**Entradas proporcionadas**
+++++

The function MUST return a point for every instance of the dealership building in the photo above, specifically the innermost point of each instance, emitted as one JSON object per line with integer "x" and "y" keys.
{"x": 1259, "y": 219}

+++++

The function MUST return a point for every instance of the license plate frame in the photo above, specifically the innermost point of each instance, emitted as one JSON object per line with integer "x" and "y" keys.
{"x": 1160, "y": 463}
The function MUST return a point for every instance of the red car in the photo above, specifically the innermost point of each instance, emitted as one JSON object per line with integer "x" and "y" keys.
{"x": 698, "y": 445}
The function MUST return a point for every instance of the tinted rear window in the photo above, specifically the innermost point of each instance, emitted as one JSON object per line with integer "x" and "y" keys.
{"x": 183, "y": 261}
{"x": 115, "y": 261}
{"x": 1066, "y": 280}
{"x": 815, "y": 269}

+++++

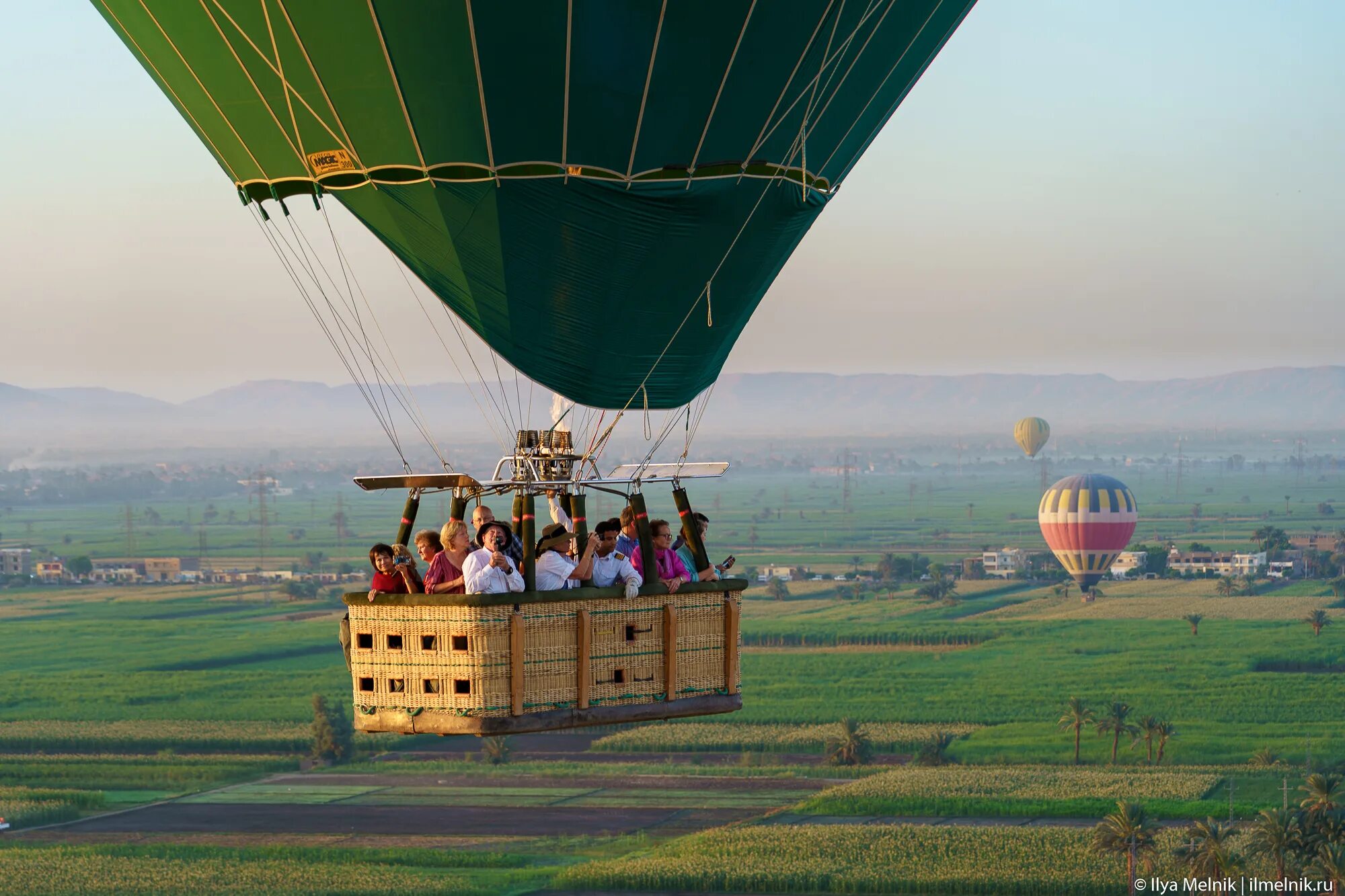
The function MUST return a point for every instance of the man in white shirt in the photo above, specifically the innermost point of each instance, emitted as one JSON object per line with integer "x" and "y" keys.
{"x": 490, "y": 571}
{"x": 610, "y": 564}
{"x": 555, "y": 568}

+++++

**Descripción del ejercicio**
Reúne y copia sin cambios cada línea del listado que contenga la palabra "window". La búsqueda distingue entre mayúsculas y minúsculas.

**Resultado obtenido**
The function MUST return a point for every instance of the tinted rear window in the photo above, specifically the innermost point of each instance, emitted as one JSON object per line with integer "x" and "y" keys.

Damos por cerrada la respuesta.